§ REQUIREMENTS: Every line from the line containing "Where can the fountain" through the final line of the data is to be printed exactly; no other line is to appear.

§ EXERCISE MATERIALS:
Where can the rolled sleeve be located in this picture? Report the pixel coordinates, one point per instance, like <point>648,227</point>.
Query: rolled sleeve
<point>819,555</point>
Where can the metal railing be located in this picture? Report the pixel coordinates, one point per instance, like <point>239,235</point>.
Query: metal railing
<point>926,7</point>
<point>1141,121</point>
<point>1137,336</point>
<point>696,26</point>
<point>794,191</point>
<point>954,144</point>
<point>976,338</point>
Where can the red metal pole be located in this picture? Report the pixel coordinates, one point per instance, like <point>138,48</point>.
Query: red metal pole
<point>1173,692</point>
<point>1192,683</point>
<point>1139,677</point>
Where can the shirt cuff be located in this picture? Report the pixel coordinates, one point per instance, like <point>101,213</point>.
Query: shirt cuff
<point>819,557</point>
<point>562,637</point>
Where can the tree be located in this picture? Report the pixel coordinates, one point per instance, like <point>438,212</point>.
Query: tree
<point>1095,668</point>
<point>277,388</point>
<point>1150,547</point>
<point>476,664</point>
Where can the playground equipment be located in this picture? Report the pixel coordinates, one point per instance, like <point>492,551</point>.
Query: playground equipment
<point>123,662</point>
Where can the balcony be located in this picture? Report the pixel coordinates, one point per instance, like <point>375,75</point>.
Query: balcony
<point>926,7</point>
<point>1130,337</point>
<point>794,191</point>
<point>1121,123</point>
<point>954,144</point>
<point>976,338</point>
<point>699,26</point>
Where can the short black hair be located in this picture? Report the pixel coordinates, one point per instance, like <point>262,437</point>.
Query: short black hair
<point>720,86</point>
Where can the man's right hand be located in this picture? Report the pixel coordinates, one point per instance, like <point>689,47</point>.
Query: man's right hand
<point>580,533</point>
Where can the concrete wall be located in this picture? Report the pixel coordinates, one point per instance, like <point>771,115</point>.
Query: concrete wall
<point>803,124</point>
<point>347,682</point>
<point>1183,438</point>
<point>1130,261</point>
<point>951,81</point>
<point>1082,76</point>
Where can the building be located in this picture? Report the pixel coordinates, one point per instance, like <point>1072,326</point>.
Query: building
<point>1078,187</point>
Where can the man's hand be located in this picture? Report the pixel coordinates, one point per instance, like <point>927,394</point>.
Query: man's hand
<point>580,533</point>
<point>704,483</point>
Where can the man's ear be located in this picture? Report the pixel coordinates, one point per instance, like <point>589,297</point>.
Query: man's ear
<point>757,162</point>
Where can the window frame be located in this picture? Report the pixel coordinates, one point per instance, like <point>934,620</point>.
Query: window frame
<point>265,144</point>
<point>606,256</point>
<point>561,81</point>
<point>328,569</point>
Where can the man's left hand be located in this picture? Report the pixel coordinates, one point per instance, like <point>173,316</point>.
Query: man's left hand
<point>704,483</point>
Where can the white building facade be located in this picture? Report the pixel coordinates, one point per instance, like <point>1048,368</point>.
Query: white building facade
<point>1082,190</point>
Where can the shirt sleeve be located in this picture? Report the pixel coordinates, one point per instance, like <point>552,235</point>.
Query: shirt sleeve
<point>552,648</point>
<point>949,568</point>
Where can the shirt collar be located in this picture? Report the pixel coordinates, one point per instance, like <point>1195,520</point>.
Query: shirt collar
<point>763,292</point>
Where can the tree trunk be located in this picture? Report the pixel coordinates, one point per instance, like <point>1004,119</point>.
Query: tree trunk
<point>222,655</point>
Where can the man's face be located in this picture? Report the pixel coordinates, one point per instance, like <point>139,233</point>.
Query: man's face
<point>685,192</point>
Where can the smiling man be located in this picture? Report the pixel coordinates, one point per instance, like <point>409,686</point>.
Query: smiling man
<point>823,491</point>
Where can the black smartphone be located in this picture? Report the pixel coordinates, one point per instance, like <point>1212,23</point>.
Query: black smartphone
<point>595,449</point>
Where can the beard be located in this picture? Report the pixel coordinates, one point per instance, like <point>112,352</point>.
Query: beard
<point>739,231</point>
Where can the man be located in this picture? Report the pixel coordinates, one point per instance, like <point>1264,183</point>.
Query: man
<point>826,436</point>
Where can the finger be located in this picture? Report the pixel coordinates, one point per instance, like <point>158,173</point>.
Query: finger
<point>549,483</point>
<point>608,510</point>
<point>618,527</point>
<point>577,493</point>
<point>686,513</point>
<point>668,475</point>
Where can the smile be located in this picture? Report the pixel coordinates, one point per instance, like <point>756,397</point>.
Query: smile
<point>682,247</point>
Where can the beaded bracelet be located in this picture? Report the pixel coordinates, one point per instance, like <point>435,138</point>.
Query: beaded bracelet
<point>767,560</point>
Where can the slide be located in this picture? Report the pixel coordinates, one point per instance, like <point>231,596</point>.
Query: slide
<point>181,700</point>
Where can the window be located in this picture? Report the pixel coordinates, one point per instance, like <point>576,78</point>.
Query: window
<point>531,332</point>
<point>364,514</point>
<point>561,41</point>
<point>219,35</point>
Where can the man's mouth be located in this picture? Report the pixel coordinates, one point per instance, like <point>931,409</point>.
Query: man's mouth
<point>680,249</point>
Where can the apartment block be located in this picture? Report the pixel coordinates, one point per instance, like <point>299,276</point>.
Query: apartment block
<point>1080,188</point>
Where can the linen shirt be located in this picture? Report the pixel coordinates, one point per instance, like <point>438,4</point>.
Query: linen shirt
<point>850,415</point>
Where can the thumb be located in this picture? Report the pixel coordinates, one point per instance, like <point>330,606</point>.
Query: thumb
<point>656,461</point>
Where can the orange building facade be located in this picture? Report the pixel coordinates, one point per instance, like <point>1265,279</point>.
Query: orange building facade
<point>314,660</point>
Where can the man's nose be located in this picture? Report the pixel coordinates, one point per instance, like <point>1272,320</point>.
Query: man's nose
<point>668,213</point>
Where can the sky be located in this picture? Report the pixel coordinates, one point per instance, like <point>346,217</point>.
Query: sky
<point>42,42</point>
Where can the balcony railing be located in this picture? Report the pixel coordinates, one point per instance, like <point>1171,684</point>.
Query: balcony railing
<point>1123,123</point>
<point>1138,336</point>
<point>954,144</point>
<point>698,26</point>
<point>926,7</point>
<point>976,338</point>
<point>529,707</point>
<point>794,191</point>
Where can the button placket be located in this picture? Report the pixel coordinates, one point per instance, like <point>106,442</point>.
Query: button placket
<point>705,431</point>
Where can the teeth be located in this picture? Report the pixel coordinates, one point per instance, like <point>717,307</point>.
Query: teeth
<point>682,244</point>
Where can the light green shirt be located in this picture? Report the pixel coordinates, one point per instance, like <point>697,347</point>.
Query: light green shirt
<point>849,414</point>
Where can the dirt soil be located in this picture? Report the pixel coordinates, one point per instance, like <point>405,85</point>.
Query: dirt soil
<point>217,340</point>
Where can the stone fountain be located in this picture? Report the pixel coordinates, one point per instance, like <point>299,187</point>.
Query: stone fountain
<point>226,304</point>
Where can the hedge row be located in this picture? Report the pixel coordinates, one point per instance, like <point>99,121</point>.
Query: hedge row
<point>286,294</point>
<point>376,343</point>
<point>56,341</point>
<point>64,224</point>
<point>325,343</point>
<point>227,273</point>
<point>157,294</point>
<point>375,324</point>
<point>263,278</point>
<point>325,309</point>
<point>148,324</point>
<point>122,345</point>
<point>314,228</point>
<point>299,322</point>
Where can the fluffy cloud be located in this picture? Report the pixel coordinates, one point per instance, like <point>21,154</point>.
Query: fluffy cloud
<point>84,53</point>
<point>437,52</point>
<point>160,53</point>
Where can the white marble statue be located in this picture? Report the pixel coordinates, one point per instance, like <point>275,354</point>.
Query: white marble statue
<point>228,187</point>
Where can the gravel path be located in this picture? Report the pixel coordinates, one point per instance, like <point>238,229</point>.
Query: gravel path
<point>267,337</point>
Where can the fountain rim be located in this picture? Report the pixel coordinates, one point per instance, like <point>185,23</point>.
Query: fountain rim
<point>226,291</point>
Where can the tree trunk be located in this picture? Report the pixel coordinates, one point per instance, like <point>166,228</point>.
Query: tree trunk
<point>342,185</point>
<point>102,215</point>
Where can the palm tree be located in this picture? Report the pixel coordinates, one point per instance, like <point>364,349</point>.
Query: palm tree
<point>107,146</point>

§ EXERCISE RESULT:
Where can the fountain rim be located in this picture? Report the pixel coordinates, one point per instance, like <point>185,23</point>.
Query: fountain rim
<point>226,291</point>
Where can the tree trunk be located in this picture? Report the pixel coordinates, one point per instance, like <point>166,228</point>.
Query: tree trunk
<point>342,185</point>
<point>102,215</point>
Where can the palm tree be located in this picture? Report the pixel coordinates, one point per instance, like <point>364,349</point>.
Query: palm tree
<point>107,146</point>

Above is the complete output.